* **Provided passage**:
══════════
The VCEA was supported by the biggest clean energy coalition ever assembled not just in Virginia but perhaps in the nation. The bill was supported by many environmental partners, including the Virginia League of Conservation Voters, the Virginia Chapter of the Sierra Club, the Southern Environmental Law Center, Audubon Society, CERES, and more; scores of clean energy companies; and constant involvement of literally dozens of climate-committed legislators. Passage of this historic bill brings Virginia from the back of the pack to the forefront of climate leadership in the nation.
Virginia Bans Offshore Drilling
The 2010 BP oil disaster gave us a stark reminder of the dangers of offshore oil drilling. America watched helplessly as millions of barrels of oil gushed into the Gulf of Mexico for months, costing millions of dollars in environmental and health damages, and taking the lives of 11 workers who died in the oil rig explosion.
Over the years, CCAN has joined with many other organizations to build a groundswell of opposition to offshore drilling in the Atlantic. More than 140 East Coast communities, including Wilmington, Virginia Beach, Charleston, and Savannah, and thousands of businesses, trade groups, and tourism associations have passed resolutions opposing Atlantic drilling and seismic testing.
All this led to the Virginia General Assembly passing HB 706, a bill that blocks future oil and gas development off the state’s coastline! This was a great win for our coast and our climate.
Virginia Joins the Regional Greenhouse Gas Initiative
After six years of fighting for Virginia to join the Regional Greenhouse Gas Iniative, on February 2020, the Virginia General Assembly passed the Clean Energy and Community Flood Preparedness Act! This bill will formally join Virginia to RGGI, a carbon trading program comprised of nine East Coast states that is designed to cut carbon emissions by decreasing amounts in a way that keeps costs low. In short, Virginia’s fossil fuel plants will have to pay for their pollution as they reduce overall emissions. As a result, public health problems like asthma and acute bronchitis caused by fossil fuels will decline.
The Clean Energy and Community Flood Preparedness Act will require the revenue from this program — upwards of $1 billion — to fund flooding adaptation and energy efficiency measures. It's increasingly important protect our coastal and inland communities from flooding, which will only get worse as sea levels rise and extreme weather worsens with global warming. And the efficiency solutions will keep electricity bills low for everyone as we transition to a clean energy economy. These funds will provide safer communities and lower energy bills for ratepayers across Virginia.
Maryland Passes the Clean Energy Jobs Act
On April 8, 2019, in a watershed victory for clean energy and climate policy in Maryland, the General Assembly gave final approval to the Clean Energy Jobs Act. Both House and Senate chambers provided veto-proof margins: 95-40 in favor in the House and 31-15 in the Senate. Governor Hogan announced that he would allow the bill to become law on May 22.
══════════
* **Extracted material**:
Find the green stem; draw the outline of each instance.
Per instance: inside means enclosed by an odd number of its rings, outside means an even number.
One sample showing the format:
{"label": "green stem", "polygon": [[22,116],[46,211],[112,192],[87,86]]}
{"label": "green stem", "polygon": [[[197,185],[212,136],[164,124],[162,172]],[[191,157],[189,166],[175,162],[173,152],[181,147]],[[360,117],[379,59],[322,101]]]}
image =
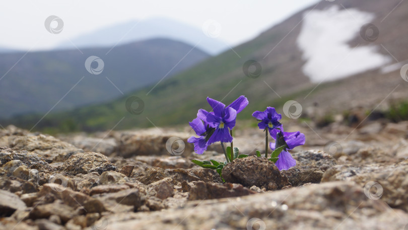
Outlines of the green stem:
{"label": "green stem", "polygon": [[[232,137],[232,130],[230,130],[230,134],[231,136]],[[234,160],[234,144],[232,141],[231,142],[231,162]]]}
{"label": "green stem", "polygon": [[227,162],[230,162],[230,159],[228,158],[228,156],[227,155],[227,152],[225,151],[225,148],[224,147],[224,143],[222,142],[221,142],[221,147],[223,148],[224,155],[225,156],[225,159],[227,159]]}
{"label": "green stem", "polygon": [[265,157],[268,158],[268,128],[265,130]]}

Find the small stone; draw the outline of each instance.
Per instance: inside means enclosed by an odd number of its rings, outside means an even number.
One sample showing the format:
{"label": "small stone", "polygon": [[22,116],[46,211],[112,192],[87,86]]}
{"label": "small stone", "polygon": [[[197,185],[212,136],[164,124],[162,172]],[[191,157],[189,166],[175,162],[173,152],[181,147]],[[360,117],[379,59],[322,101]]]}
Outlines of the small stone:
{"label": "small stone", "polygon": [[66,223],[75,216],[75,211],[68,205],[55,202],[37,205],[30,212],[30,218],[34,219],[48,218],[51,215],[56,215],[61,218],[62,222]]}
{"label": "small stone", "polygon": [[115,193],[129,188],[130,187],[126,185],[98,185],[91,189],[89,195],[92,196],[101,193]]}
{"label": "small stone", "polygon": [[88,213],[100,213],[106,211],[103,204],[100,200],[97,199],[92,199],[84,204],[84,208]]}
{"label": "small stone", "polygon": [[13,171],[12,175],[14,177],[27,181],[30,178],[30,170],[25,165],[20,165]]}
{"label": "small stone", "polygon": [[57,224],[46,219],[36,219],[35,222],[40,230],[63,230],[65,229],[63,226],[60,225],[60,223]]}
{"label": "small stone", "polygon": [[255,185],[277,190],[290,184],[273,162],[256,156],[236,159],[224,166],[222,175],[226,182],[248,187]]}
{"label": "small stone", "polygon": [[134,165],[128,164],[122,167],[122,168],[120,169],[119,172],[129,177],[132,175],[132,171],[133,171],[133,168],[134,168]]}
{"label": "small stone", "polygon": [[281,174],[285,175],[289,180],[292,186],[300,186],[304,184],[320,183],[324,173],[319,168],[299,169],[297,167],[293,167],[287,170],[282,170]]}
{"label": "small stone", "polygon": [[26,204],[17,195],[0,190],[0,217],[10,216],[16,210],[26,207]]}
{"label": "small stone", "polygon": [[114,171],[106,171],[102,172],[98,184],[100,185],[112,185],[124,184],[126,181],[123,179],[124,175]]}
{"label": "small stone", "polygon": [[155,196],[164,200],[167,197],[172,197],[174,195],[172,181],[171,178],[165,178],[150,184],[149,187],[153,189],[156,192]]}
{"label": "small stone", "polygon": [[198,182],[190,190],[189,200],[221,199],[256,193],[238,184]]}
{"label": "small stone", "polygon": [[117,171],[117,167],[103,154],[87,152],[71,156],[64,162],[61,169],[72,175],[93,171],[101,175],[106,171]]}

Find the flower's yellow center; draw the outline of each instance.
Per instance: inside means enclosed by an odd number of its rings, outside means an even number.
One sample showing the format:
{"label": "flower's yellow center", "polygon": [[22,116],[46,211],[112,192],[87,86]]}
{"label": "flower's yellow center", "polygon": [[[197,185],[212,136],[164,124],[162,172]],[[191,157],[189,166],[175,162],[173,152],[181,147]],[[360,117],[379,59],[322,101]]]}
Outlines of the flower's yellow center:
{"label": "flower's yellow center", "polygon": [[220,123],[220,125],[218,126],[218,128],[219,128],[220,129],[224,129],[224,125],[225,124],[224,122],[221,122],[221,123]]}

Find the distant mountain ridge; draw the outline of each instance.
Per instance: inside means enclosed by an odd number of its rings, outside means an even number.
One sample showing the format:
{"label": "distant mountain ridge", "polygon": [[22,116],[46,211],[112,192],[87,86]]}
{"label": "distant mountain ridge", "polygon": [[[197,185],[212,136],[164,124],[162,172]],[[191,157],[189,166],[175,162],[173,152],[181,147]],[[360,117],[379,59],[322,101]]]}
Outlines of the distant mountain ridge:
{"label": "distant mountain ridge", "polygon": [[[106,130],[119,121],[116,129],[186,125],[195,117],[198,109],[211,109],[205,99],[207,96],[228,104],[239,95],[245,95],[249,104],[238,116],[244,119],[253,119],[251,114],[253,111],[264,109],[268,106],[276,107],[283,116],[281,108],[291,100],[298,101],[305,112],[316,111],[315,106],[321,106],[325,110],[320,116],[324,116],[334,111],[341,114],[352,106],[365,108],[369,111],[386,99],[394,97],[395,93],[400,97],[408,97],[408,85],[397,69],[384,74],[379,66],[348,78],[321,84],[311,82],[304,74],[302,68],[308,60],[304,59],[297,43],[302,22],[310,11],[324,10],[333,5],[338,6],[339,9],[357,9],[375,15],[367,23],[376,26],[379,36],[370,41],[356,33],[348,45],[375,46],[382,54],[392,54],[394,62],[408,59],[408,40],[405,39],[408,30],[395,29],[404,28],[408,23],[406,3],[401,4],[400,0],[322,1],[253,40],[234,47],[233,50],[210,58],[171,79],[160,82],[153,90],[157,82],[107,103],[50,113],[38,127],[50,131],[70,123],[75,125],[68,131]],[[327,56],[327,62],[330,61],[330,56]],[[135,115],[127,110],[126,101],[130,96],[143,100],[142,113]],[[5,124],[29,127],[40,117],[20,117],[5,121]]]}
{"label": "distant mountain ridge", "polygon": [[219,54],[228,46],[218,38],[207,36],[199,29],[167,18],[153,18],[114,25],[71,39],[55,48],[73,48],[112,46],[156,38],[181,41],[212,55]]}
{"label": "distant mountain ridge", "polygon": [[[54,105],[53,111],[106,101],[165,76],[170,78],[209,56],[197,47],[167,39],[118,45],[107,54],[110,49],[81,49],[83,54],[77,49],[30,52],[19,62],[24,53],[0,54],[0,77],[7,73],[0,80],[0,118],[46,112]],[[104,62],[99,75],[85,68],[91,55]]]}

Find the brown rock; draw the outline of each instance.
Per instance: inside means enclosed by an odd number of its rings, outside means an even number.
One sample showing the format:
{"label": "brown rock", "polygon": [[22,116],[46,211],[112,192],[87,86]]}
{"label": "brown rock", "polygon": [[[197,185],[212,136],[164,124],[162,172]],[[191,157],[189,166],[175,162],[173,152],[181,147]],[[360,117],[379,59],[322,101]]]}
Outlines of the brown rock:
{"label": "brown rock", "polygon": [[[121,213],[107,217],[104,221],[109,223],[105,225],[107,230],[243,229],[252,227],[388,230],[404,229],[407,219],[405,212],[390,208],[380,200],[367,199],[361,186],[338,182],[226,199],[222,202],[190,201],[182,209]],[[95,225],[103,223],[98,220]]]}
{"label": "brown rock", "polygon": [[123,179],[124,175],[114,171],[104,171],[99,177],[98,184],[99,185],[112,185],[124,184],[126,181]]}
{"label": "brown rock", "polygon": [[215,170],[209,168],[192,168],[184,169],[163,169],[157,167],[146,168],[144,171],[134,173],[132,177],[145,185],[166,178],[173,179],[173,185],[183,181],[203,181],[205,182],[222,183],[220,175]]}
{"label": "brown rock", "polygon": [[300,186],[306,183],[320,183],[324,173],[319,168],[299,170],[296,166],[287,170],[281,171],[281,174],[288,178],[292,186]]}
{"label": "brown rock", "polygon": [[132,171],[133,171],[133,168],[134,168],[134,165],[128,164],[122,167],[122,168],[120,169],[119,172],[129,177],[132,175]]}
{"label": "brown rock", "polygon": [[256,193],[238,184],[198,182],[189,191],[189,200],[221,199]]}
{"label": "brown rock", "polygon": [[395,164],[358,166],[336,165],[323,175],[322,182],[351,181],[365,187],[368,198],[379,199],[392,207],[408,211],[408,159]]}
{"label": "brown rock", "polygon": [[172,180],[170,178],[151,183],[149,185],[148,189],[149,190],[154,190],[154,196],[162,200],[172,197],[174,195]]}
{"label": "brown rock", "polygon": [[30,212],[31,219],[48,218],[51,215],[56,215],[63,222],[66,223],[75,216],[75,210],[59,202],[36,206]]}
{"label": "brown rock", "polygon": [[0,217],[10,216],[18,209],[24,209],[27,206],[15,194],[0,190]]}
{"label": "brown rock", "polygon": [[42,189],[38,192],[38,196],[42,197],[47,194],[52,194],[57,199],[62,200],[64,204],[76,208],[91,199],[89,196],[83,193],[75,192],[71,189],[57,184],[45,184]]}
{"label": "brown rock", "polygon": [[61,169],[72,175],[93,171],[101,175],[105,171],[117,171],[117,167],[111,163],[106,156],[96,152],[88,152],[70,157],[64,162]]}
{"label": "brown rock", "polygon": [[92,188],[89,193],[90,196],[101,193],[115,193],[119,191],[128,189],[130,187],[126,185],[98,185]]}
{"label": "brown rock", "polygon": [[226,182],[247,187],[255,185],[275,190],[290,185],[273,162],[256,156],[236,159],[224,166],[222,175]]}

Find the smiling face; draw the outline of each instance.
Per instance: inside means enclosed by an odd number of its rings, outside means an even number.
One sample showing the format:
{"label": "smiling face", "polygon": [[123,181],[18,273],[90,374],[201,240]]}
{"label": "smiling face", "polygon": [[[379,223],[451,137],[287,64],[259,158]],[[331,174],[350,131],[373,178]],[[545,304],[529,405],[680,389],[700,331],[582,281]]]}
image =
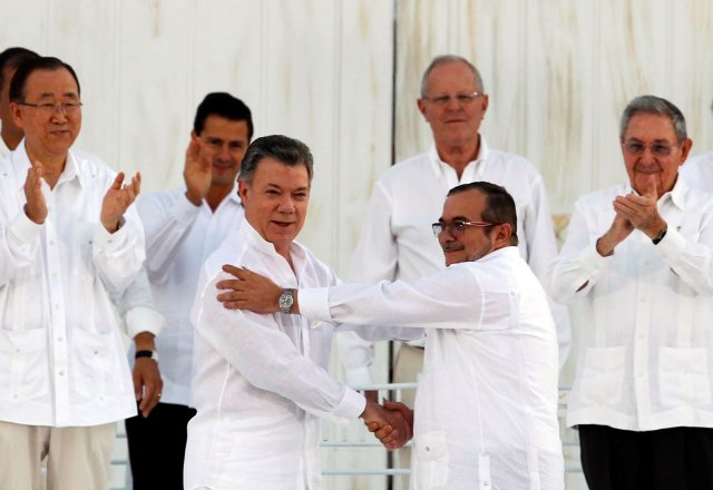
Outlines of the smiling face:
{"label": "smiling face", "polygon": [[[678,167],[687,158],[691,146],[690,138],[677,141],[668,117],[648,112],[632,116],[622,141],[624,164],[632,187],[644,195],[653,180],[657,197],[671,190],[676,183]],[[670,149],[668,154],[665,154],[666,149]]]}
{"label": "smiling face", "polygon": [[310,202],[310,178],[304,165],[287,166],[264,157],[252,182],[238,180],[245,219],[275,251],[289,257],[290,244],[302,231]]}
{"label": "smiling face", "polygon": [[[462,62],[446,62],[431,70],[426,97],[418,100],[418,106],[431,126],[437,146],[461,146],[478,138],[480,122],[488,110],[488,96],[479,95],[468,104],[453,97],[478,90],[472,71]],[[433,101],[447,95],[451,96],[447,104]]]}
{"label": "smiling face", "polygon": [[[77,104],[79,88],[69,70],[36,70],[25,85],[27,104]],[[32,159],[64,158],[81,129],[81,108],[47,114],[39,107],[11,102],[14,122],[25,130],[26,146]]]}
{"label": "smiling face", "polygon": [[[440,223],[482,222],[482,212],[486,209],[487,196],[478,189],[452,194],[446,198],[443,214]],[[448,227],[438,236],[438,242],[443,249],[446,266],[460,262],[473,262],[490,252],[505,246],[500,227],[509,225],[495,225],[488,227],[469,226],[453,234]],[[509,237],[509,235],[508,235]]]}
{"label": "smiling face", "polygon": [[213,163],[211,187],[228,190],[235,184],[248,145],[247,121],[231,120],[209,115],[204,122],[201,138],[202,156]]}

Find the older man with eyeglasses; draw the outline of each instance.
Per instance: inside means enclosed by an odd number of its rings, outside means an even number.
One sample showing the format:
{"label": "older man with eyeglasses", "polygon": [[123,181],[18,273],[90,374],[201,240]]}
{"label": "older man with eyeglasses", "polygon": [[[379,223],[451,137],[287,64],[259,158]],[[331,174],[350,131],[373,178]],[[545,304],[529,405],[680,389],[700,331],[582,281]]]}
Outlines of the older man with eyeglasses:
{"label": "older man with eyeglasses", "polygon": [[[351,280],[378,283],[412,280],[443,267],[430,224],[438,217],[446,193],[459,184],[487,180],[504,186],[515,198],[519,252],[540,280],[557,254],[543,177],[525,158],[491,148],[480,133],[489,97],[479,71],[467,59],[434,58],[423,72],[418,109],[430,126],[433,144],[423,154],[397,163],[375,184],[354,251]],[[557,322],[559,363],[569,350],[569,318],[561,305],[550,304]],[[349,381],[368,384],[373,346],[345,332],[338,336]],[[423,364],[423,341],[401,344],[393,381],[414,382]],[[412,403],[410,392],[404,400]],[[408,467],[409,450],[400,451]],[[408,482],[404,482],[408,488]]]}
{"label": "older man with eyeglasses", "polygon": [[[432,228],[445,270],[371,286],[301,287],[291,313],[428,332],[416,410],[385,404],[413,421],[412,488],[564,489],[555,323],[518,253],[512,197],[486,182],[457,186]],[[226,307],[279,308],[285,284],[229,270],[240,281],[218,284],[233,290],[218,295]]]}
{"label": "older man with eyeglasses", "polygon": [[25,138],[0,163],[0,481],[106,490],[116,422],[136,414],[110,295],[145,257],[140,176],[70,149],[81,99],[64,61],[25,61],[10,100]]}
{"label": "older man with eyeglasses", "polygon": [[567,425],[592,490],[713,488],[713,196],[678,169],[681,110],[641,96],[619,139],[628,183],[580,197],[548,287],[583,304]]}

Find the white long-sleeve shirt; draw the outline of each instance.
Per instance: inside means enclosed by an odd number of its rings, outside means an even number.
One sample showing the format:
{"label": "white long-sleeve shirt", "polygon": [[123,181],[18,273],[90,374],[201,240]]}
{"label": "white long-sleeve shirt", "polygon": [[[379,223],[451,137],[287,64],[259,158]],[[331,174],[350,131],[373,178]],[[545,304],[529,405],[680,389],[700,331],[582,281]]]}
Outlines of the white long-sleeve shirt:
{"label": "white long-sleeve shirt", "polygon": [[166,326],[156,337],[164,381],[163,403],[191,404],[193,325],[191,306],[204,261],[231,233],[244,212],[237,187],[215,209],[195,206],[178,188],[152,193],[138,202],[146,231],[146,270],[156,308]]}
{"label": "white long-sleeve shirt", "polygon": [[678,175],[691,188],[713,192],[713,151],[688,157]]}
{"label": "white long-sleeve shirt", "polygon": [[666,236],[654,245],[635,229],[603,257],[596,241],[614,220],[612,202],[631,192],[621,185],[577,199],[551,265],[553,297],[579,301],[585,321],[567,424],[711,428],[713,195],[678,178],[657,203]]}
{"label": "white long-sleeve shirt", "polygon": [[131,374],[109,291],[144,261],[130,207],[109,234],[99,216],[116,173],[67,156],[53,189],[42,183],[42,225],[23,212],[25,144],[0,161],[0,420],[97,425],[136,414]]}
{"label": "white long-sleeve shirt", "polygon": [[216,300],[223,264],[285,287],[336,283],[306,248],[294,243],[290,253],[295,272],[243,220],[203,267],[192,313],[197,414],[188,423],[186,489],[318,490],[320,418],[354,420],[364,410],[364,398],[326,371],[331,323],[226,310]]}
{"label": "white long-sleeve shirt", "polygon": [[[504,186],[515,199],[519,251],[535,275],[544,281],[549,262],[557,255],[545,184],[530,164],[517,155],[494,150],[480,138],[478,157],[458,178],[456,170],[440,160],[436,146],[391,167],[374,186],[359,243],[354,251],[351,280],[413,280],[445,268],[443,252],[433,236],[448,190],[459,184],[487,180]],[[567,308],[550,303],[557,323],[559,362],[564,364],[570,345]],[[369,383],[367,363],[371,345],[353,333],[338,337],[350,383]]]}
{"label": "white long-sleeve shirt", "polygon": [[427,329],[417,489],[564,488],[555,323],[515,247],[412,281],[301,288],[299,302],[313,321]]}

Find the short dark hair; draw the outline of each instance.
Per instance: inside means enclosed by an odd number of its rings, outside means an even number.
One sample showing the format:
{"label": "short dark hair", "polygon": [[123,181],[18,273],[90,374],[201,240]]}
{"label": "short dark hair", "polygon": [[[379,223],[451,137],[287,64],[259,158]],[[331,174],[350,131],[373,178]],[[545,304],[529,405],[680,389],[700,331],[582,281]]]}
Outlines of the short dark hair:
{"label": "short dark hair", "polygon": [[238,98],[227,92],[211,92],[198,105],[193,130],[196,135],[203,133],[208,116],[221,116],[228,120],[244,120],[247,122],[247,141],[253,139],[253,115],[250,108]]}
{"label": "short dark hair", "polygon": [[37,52],[19,46],[8,48],[0,52],[0,90],[2,90],[6,82],[10,81],[4,79],[4,70],[7,68],[14,68],[17,70],[26,60],[38,57],[39,55]]}
{"label": "short dark hair", "polygon": [[[488,223],[508,223],[512,228],[510,245],[517,245],[517,208],[515,199],[505,187],[479,180],[469,184],[461,184],[448,192],[448,196],[465,193],[467,190],[478,190],[486,195],[486,208],[482,210],[482,220]],[[490,233],[490,229],[487,231]]]}
{"label": "short dark hair", "polygon": [[627,104],[624,109],[624,114],[622,114],[622,121],[619,124],[619,139],[622,143],[624,143],[624,134],[626,134],[629,121],[637,114],[666,116],[671,119],[678,144],[682,144],[684,139],[688,137],[686,131],[686,118],[683,117],[681,109],[661,97],[638,96]]}
{"label": "short dark hair", "polygon": [[304,165],[307,169],[310,184],[312,183],[314,163],[310,148],[299,139],[283,135],[263,136],[251,143],[243,157],[241,173],[237,178],[251,184],[255,177],[257,166],[266,157],[282,161],[289,167]]}
{"label": "short dark hair", "polygon": [[81,88],[79,87],[79,79],[77,78],[77,74],[72,67],[59,58],[38,56],[37,58],[26,60],[18,67],[18,70],[14,72],[12,81],[10,82],[10,100],[13,102],[25,101],[27,79],[30,78],[32,72],[40,70],[56,71],[61,70],[62,68],[69,71],[77,82],[77,95],[80,96]]}

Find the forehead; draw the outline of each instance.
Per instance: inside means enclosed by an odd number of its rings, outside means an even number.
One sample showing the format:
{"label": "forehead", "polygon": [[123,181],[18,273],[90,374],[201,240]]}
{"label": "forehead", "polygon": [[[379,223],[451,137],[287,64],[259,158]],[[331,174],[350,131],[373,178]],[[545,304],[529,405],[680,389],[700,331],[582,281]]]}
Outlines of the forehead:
══════════
* **Directive**:
Please answer these from the clean energy legislation text:
(a) How many workers died in the oil rig explosion during the 2010 BP disaster?
(b) How many East Coast states make up the RGGI carbon trading program?
(c) What was the Senate vote on Maryland's Clean Energy Jobs Act?
The listing is material separate from the clean energy legislation text.

* **Response to the exercise**:
(a) 11
(b) Nine
(c) 31-15 in favor